# Can any one tell me which Marcum I need?



## fish'nfreak (Jan 17, 2007)

I have decided to go with the Marcum units, but I am unsure as to how powerful of one I actually need. I know they just came out with a VX1 for the Cheap. I was curious if it is good enough to pick up fish hugging the bottom? Like perch and walleyes? I don't know if I should get something more expensive, I see they have an LX2, LX3, LX3tc, and LX5. I don't know what to get, I don't want to be dissapointed. I love fishing panfish, and know they come through at all different levels. I have converted a portable LCD fish Finder to Ice fishing and have used it for the past couple of years, it works well to find the fish but I can't stand the delay, That is why I am crossing over to the flasher. I just need help deciding what to get. Please............All opinions Welcome. The Reason for going with Marcum and not Vexilar is beacuase Marcums are made here in the USA. God Bless America!!! Good Fish'n Everyone!!!

> **DATA EXTRACTS**:
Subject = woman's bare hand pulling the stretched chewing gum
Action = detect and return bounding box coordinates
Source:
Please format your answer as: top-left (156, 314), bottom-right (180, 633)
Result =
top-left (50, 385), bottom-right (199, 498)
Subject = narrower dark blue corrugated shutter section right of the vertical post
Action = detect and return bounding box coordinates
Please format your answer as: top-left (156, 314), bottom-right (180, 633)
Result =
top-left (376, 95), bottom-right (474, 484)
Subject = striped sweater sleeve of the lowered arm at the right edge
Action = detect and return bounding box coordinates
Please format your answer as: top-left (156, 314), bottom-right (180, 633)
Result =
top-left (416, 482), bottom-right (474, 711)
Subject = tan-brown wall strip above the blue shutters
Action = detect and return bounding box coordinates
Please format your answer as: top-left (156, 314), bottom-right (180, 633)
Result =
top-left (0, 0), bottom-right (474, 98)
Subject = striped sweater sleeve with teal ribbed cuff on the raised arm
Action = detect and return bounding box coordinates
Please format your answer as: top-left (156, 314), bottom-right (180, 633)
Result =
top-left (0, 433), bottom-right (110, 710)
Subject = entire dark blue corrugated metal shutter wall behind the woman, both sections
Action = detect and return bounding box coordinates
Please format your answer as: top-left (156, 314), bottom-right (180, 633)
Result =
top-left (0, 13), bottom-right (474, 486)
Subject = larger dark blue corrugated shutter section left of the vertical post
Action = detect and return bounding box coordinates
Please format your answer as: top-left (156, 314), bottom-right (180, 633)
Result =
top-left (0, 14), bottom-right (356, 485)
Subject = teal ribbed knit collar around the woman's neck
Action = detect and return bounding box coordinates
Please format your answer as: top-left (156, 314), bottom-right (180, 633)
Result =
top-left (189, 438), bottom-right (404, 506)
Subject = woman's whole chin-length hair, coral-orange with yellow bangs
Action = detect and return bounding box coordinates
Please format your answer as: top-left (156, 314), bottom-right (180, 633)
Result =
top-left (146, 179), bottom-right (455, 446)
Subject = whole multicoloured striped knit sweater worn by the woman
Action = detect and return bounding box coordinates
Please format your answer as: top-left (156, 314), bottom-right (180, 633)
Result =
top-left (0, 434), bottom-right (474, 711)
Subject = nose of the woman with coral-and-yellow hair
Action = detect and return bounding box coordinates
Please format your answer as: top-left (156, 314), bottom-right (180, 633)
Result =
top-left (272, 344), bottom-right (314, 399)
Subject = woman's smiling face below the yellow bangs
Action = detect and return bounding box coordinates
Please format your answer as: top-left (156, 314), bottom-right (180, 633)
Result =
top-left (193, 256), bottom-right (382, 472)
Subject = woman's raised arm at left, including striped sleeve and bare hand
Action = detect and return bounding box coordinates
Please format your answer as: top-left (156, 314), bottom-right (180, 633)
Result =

> **TASK ITEM**:
In the forum post about choosing a Marcum unit, why does the poster pick Marcum over Vexilar?

> **RESPONSE**:
Marcums are made in the USA.